### Items
......

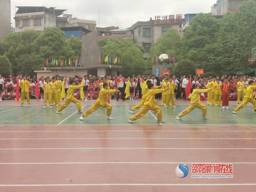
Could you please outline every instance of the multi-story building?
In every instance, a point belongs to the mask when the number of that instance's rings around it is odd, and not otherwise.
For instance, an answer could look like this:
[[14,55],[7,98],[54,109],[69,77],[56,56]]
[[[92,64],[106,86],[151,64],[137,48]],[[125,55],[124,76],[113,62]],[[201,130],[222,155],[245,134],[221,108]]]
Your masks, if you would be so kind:
[[48,27],[55,27],[60,23],[61,27],[68,25],[67,18],[59,17],[66,9],[56,9],[55,7],[16,7],[15,31],[21,32],[26,29],[42,31]]
[[11,32],[11,1],[0,0],[0,41]]
[[146,51],[144,58],[146,58],[149,55],[149,51],[156,39],[166,32],[170,28],[177,30],[181,37],[183,37],[182,25],[183,20],[180,15],[167,15],[162,17],[156,16],[155,20],[150,18],[147,21],[138,21],[128,28],[131,30],[131,34],[133,35],[133,42],[142,46]]
[[[256,1],[256,0],[254,0]],[[228,11],[237,11],[244,0],[217,0],[211,7],[213,15],[223,15]]]

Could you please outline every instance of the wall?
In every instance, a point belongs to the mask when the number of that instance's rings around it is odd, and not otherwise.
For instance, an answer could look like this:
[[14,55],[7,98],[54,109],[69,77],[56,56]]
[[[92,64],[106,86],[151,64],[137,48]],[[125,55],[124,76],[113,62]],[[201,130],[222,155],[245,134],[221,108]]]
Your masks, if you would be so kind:
[[10,0],[0,0],[0,41],[11,32]]

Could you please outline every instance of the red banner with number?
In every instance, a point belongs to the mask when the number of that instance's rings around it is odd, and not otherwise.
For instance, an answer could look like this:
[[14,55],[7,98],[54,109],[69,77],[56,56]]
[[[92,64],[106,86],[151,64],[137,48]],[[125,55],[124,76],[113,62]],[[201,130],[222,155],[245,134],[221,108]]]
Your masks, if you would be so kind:
[[168,76],[170,76],[171,73],[170,70],[165,70],[162,71],[162,76],[164,76],[165,75],[167,75]]
[[204,69],[196,69],[196,74],[197,75],[204,75]]

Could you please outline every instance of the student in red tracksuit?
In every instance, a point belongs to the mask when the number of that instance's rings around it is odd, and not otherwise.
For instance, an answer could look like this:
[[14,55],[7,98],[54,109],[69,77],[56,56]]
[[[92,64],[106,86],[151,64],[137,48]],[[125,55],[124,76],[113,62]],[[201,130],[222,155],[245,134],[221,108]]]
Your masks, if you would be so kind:
[[221,85],[221,90],[222,93],[222,109],[226,108],[228,109],[228,101],[229,100],[230,95],[230,90],[231,90],[231,84],[228,82],[227,77],[225,78],[225,82]]

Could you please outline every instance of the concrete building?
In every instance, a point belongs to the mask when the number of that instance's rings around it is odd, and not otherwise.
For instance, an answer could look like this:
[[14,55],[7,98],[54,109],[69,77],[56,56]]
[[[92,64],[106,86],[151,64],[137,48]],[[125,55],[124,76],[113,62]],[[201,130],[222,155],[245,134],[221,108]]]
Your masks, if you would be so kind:
[[11,32],[11,0],[0,0],[0,41]]
[[[254,0],[256,1],[256,0]],[[213,15],[223,15],[228,11],[237,11],[244,0],[217,0],[212,6],[211,12]]]
[[60,23],[64,27],[68,25],[67,18],[59,17],[66,9],[56,9],[55,7],[16,7],[15,14],[15,31],[21,32],[26,29],[42,31],[48,27],[55,27]]
[[[177,30],[181,37],[183,36],[182,31],[183,20],[181,16],[174,19],[174,15],[172,17],[161,20],[157,18],[157,20],[147,21],[138,21],[128,28],[131,30],[131,34],[133,35],[133,42],[142,46],[146,50],[143,57],[147,58],[149,55],[149,51],[156,39],[162,34],[165,33],[171,28]],[[173,17],[172,17],[173,16]],[[179,18],[179,19],[178,19]]]

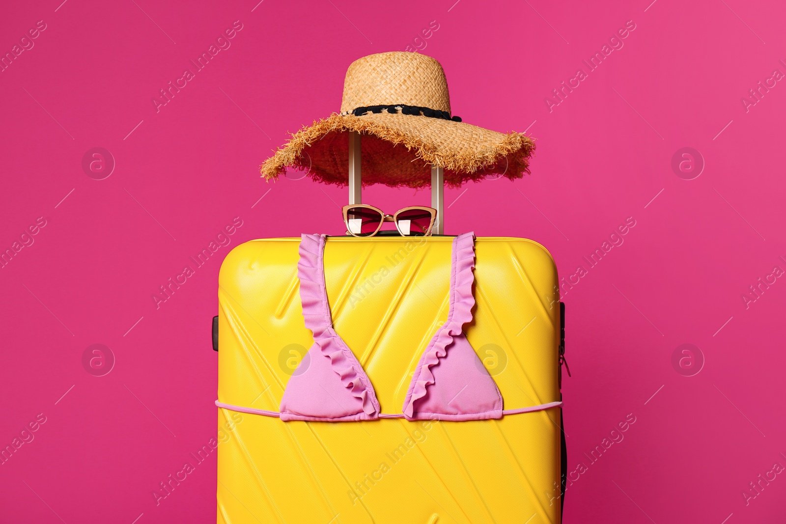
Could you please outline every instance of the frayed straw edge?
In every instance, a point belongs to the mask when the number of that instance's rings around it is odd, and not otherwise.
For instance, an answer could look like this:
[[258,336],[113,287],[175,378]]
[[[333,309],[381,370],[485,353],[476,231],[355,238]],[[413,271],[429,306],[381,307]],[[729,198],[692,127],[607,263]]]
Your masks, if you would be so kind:
[[292,139],[287,144],[278,148],[273,156],[263,163],[259,167],[259,172],[267,181],[277,179],[284,174],[287,167],[300,166],[299,160],[307,147],[310,147],[313,143],[333,131],[365,132],[394,145],[402,144],[408,151],[415,149],[417,157],[424,162],[441,166],[447,170],[469,175],[467,177],[468,180],[477,180],[486,176],[472,175],[484,167],[494,165],[504,157],[509,157],[509,172],[503,176],[510,179],[519,178],[524,173],[530,172],[527,159],[534,149],[531,138],[523,134],[511,131],[505,134],[500,143],[487,150],[484,154],[457,153],[446,157],[437,154],[435,147],[431,143],[422,140],[413,140],[411,137],[376,122],[363,120],[354,115],[333,113],[327,119],[314,120],[311,126],[303,126],[297,133],[293,134]]

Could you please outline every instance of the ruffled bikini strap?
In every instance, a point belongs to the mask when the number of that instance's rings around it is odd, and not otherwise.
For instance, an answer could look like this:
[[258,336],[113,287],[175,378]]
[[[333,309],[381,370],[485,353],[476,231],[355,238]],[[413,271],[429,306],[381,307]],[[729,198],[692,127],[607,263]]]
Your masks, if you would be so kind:
[[447,321],[437,332],[424,351],[415,369],[410,389],[404,401],[404,415],[412,417],[415,402],[426,395],[426,388],[434,383],[434,374],[430,368],[447,354],[447,347],[454,337],[461,334],[464,324],[472,320],[472,284],[475,281],[475,233],[459,235],[453,240],[450,268],[450,297]]
[[330,358],[332,370],[353,397],[362,402],[363,412],[372,417],[380,412],[371,381],[354,354],[332,327],[325,284],[325,235],[302,235],[299,248],[298,278],[306,328],[314,334],[321,353]]

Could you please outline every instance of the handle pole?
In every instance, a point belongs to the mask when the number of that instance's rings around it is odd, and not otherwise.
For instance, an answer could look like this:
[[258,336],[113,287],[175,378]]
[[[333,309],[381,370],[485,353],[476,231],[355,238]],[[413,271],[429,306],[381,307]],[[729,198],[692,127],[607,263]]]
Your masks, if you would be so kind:
[[349,135],[349,203],[362,203],[360,178],[360,133],[347,131]]
[[445,170],[432,166],[432,207],[437,210],[434,233],[445,234]]

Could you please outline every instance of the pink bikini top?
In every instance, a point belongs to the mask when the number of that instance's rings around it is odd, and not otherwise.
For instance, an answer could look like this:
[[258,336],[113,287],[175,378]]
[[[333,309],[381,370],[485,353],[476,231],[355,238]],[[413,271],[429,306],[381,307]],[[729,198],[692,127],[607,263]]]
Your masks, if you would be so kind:
[[[475,235],[453,240],[450,307],[415,368],[402,413],[381,413],[374,387],[352,350],[332,327],[325,285],[325,235],[303,235],[298,278],[306,328],[314,334],[308,368],[290,377],[279,412],[241,408],[216,401],[219,407],[279,416],[281,420],[339,422],[406,418],[440,420],[498,419],[503,415],[539,411],[562,405],[551,402],[502,410],[502,396],[463,332],[472,320]],[[483,370],[482,372],[478,372]]]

......

Reproduce the entire listing with every occurrence of "Could you please outline" changed to "Please trace" and all other text left unchanged. Omit the pictures from your answer.

Please trace every instance of the multi-story building?
In every instance, a point belongs to the mask when the number of that instance's rings around it is odd, and not otherwise.
For instance, an answer could look like this:
[[14,55],[7,98],[54,109],[69,77],[56,56]]
[[[92,64],[106,86],[151,64],[137,48]],[[125,55],[124,76],[113,62]],[[201,130],[222,155],[245,134],[221,108]]]
Your masks, if you would be so kind:
[[48,27],[55,27],[60,23],[61,27],[68,25],[67,18],[59,17],[66,9],[56,9],[55,7],[16,7],[15,31],[21,32],[26,29],[42,31]]
[[11,32],[11,1],[0,0],[0,41]]
[[146,51],[144,58],[146,58],[149,55],[149,51],[156,39],[166,32],[170,28],[177,30],[181,37],[183,37],[182,25],[183,20],[180,15],[167,15],[162,17],[156,16],[155,20],[150,18],[147,21],[138,21],[128,28],[131,30],[131,34],[133,35],[133,42],[142,46]]
[[[256,1],[256,0],[254,0]],[[228,11],[237,11],[244,0],[217,0],[211,7],[213,15],[223,15]]]

Please trace every instance of the wall?
In every instance, a point belongs to the mask when the number of that instance's rings around it is odd, and not otherwise.
For instance, an answer could look like this:
[[14,55],[7,98],[54,109],[69,77],[56,56]]
[[[92,64],[106,86],[151,64],[137,48]],[[125,55],[124,76],[113,62]],[[201,130],[222,155],[245,134],[221,108]]]
Your masks, if you would be so kind:
[[10,0],[0,0],[0,41],[11,32]]

Please trace every instance of the red banner with number?
In every instance, a point belongs to the mask when the number of that instance's rings around it is odd, and not otherwise.
For instance, an answer could look like this:
[[14,55],[7,98],[54,109],[69,77],[56,56]]
[[[92,64],[106,86],[151,64],[137,48]],[[125,55],[124,76],[113,62]],[[201,130],[222,155],[245,134],[221,108]]]
Your masks, if you would be so kind:
[[168,76],[170,76],[171,73],[170,70],[165,70],[162,71],[162,76],[164,76],[165,75],[167,75]]
[[204,69],[196,69],[196,74],[197,75],[204,75]]

Please trace every instance of the student in red tracksuit?
In every instance, a point belongs to the mask when the number of that instance's rings around it is odd, and not otherwise.
For instance, an answer could look like this:
[[14,55],[7,98],[54,109],[69,77],[56,56]]
[[[92,64],[106,86],[151,64],[137,48]],[[125,55],[124,76],[113,62]],[[201,130],[222,155],[245,134],[221,108]]]
Your masks, if you would be so kind:
[[221,85],[221,90],[222,93],[222,109],[226,108],[228,109],[228,101],[229,100],[230,95],[230,90],[231,90],[231,84],[228,82],[227,77],[225,78],[225,82]]

Please trace every instance of the concrete building?
In every instance, a point belongs to the mask when the number of that instance's rings around it is odd, and not otherwise.
For instance, an answer could look like this:
[[14,55],[7,98],[54,109],[69,77],[56,56]]
[[[92,64],[106,86],[151,64],[137,48]],[[125,55],[124,76],[113,62]],[[201,130],[222,155],[245,134],[221,108]]]
Your masks, if you would be so kind:
[[11,32],[11,0],[0,0],[0,41]]
[[[254,0],[256,1],[256,0]],[[213,15],[223,15],[228,11],[237,11],[244,0],[217,0],[212,6],[211,12]]]
[[60,23],[64,27],[68,25],[67,18],[59,17],[66,9],[56,9],[55,7],[16,7],[15,14],[15,31],[21,32],[26,29],[42,31],[48,27],[55,27]]
[[[177,30],[181,37],[183,36],[182,31],[183,20],[181,16],[174,19],[174,15],[172,17],[161,20],[157,18],[157,20],[147,21],[138,21],[128,28],[131,30],[131,34],[133,35],[133,42],[142,46],[146,50],[143,57],[147,58],[149,55],[149,51],[156,39],[162,34],[165,33],[171,28]],[[173,17],[172,17],[173,16]],[[179,18],[179,19],[178,19]]]

Please trace every instance of the frayed straw edge?
In every instance, a point belongs to the mask when the number of that instance's rings around it is odd, and not otherwise.
For instance, an answer could look like this:
[[258,336],[113,287],[175,378]]
[[[333,309],[381,370],[485,353],[476,231],[355,238]],[[413,271],[429,306],[381,307]],[[729,198],[692,127],[607,263]]]
Your masks, if you would be so kind:
[[292,139],[287,144],[278,148],[273,156],[263,163],[259,167],[259,172],[267,181],[277,179],[284,174],[287,167],[300,166],[299,160],[307,147],[310,147],[313,143],[333,131],[365,132],[394,145],[402,144],[408,151],[415,149],[417,157],[424,162],[441,166],[447,170],[469,175],[467,177],[468,180],[477,180],[486,176],[472,175],[484,167],[494,165],[504,157],[509,157],[509,172],[503,176],[510,179],[519,178],[524,173],[530,172],[527,159],[534,149],[531,138],[523,134],[511,131],[505,134],[500,143],[487,150],[484,154],[457,153],[446,157],[437,154],[435,147],[431,143],[422,140],[413,140],[411,137],[376,122],[363,120],[354,115],[333,113],[327,119],[314,120],[311,126],[303,126],[297,133],[293,134]]

Please trace every instance of the ruffled bikini strap?
In every instance, a point belongs to the mask when the number of that instance's rings around it is odd, and not otherwise.
For instance, an answer could look like this:
[[258,336],[113,287],[175,378]]
[[[333,309],[381,370],[485,353],[476,231],[355,238]],[[413,271],[429,306],[381,307]],[[729,198],[692,127],[607,263]]]
Your masks, if you would be so kind:
[[447,321],[437,332],[424,351],[415,369],[410,389],[404,401],[404,415],[412,417],[415,402],[426,395],[426,388],[434,383],[434,374],[430,368],[447,354],[447,347],[454,337],[461,334],[464,324],[472,320],[472,284],[475,281],[475,233],[459,235],[453,240],[450,268],[450,297]]
[[330,358],[332,370],[353,397],[362,402],[363,412],[372,417],[380,412],[371,381],[354,354],[332,327],[325,284],[325,235],[302,235],[299,248],[298,278],[306,328],[314,334],[321,353]]

Please trace every instance of the handle pole?
In every instance, a point belongs to the mask when the number of that instance's rings around it is odd, and not otherwise.
For instance, an answer could look like this:
[[258,336],[113,287],[175,378]]
[[[333,309],[381,370],[485,353],[476,231],[355,238]],[[413,271],[429,306],[381,307]],[[729,198],[692,127],[607,263]]]
Your masks, if you would be so kind:
[[349,135],[349,203],[362,203],[360,178],[360,133],[347,131]]
[[445,170],[432,166],[432,207],[437,210],[434,233],[445,234]]

Please trace every instance of the pink bikini top?
In every instance, a point belongs to the mask when the number of that instance's rings around it is odd, and not otherwise.
For instance, an answer could look like this:
[[258,336],[113,287],[175,378]]
[[[333,309],[381,370],[485,353],[476,231],[355,238]],[[413,271],[429,306],[381,307]],[[729,198],[692,127],[607,263]]]
Your masks, if you would be so kind:
[[[475,235],[453,240],[450,307],[415,368],[402,413],[381,413],[374,387],[352,350],[332,327],[325,285],[325,235],[303,235],[298,278],[306,328],[314,334],[308,368],[290,377],[279,412],[241,408],[216,401],[219,407],[279,416],[281,420],[339,422],[406,418],[440,420],[498,419],[503,415],[539,411],[562,405],[551,402],[502,410],[502,396],[463,332],[472,320]],[[483,370],[482,372],[478,372]]]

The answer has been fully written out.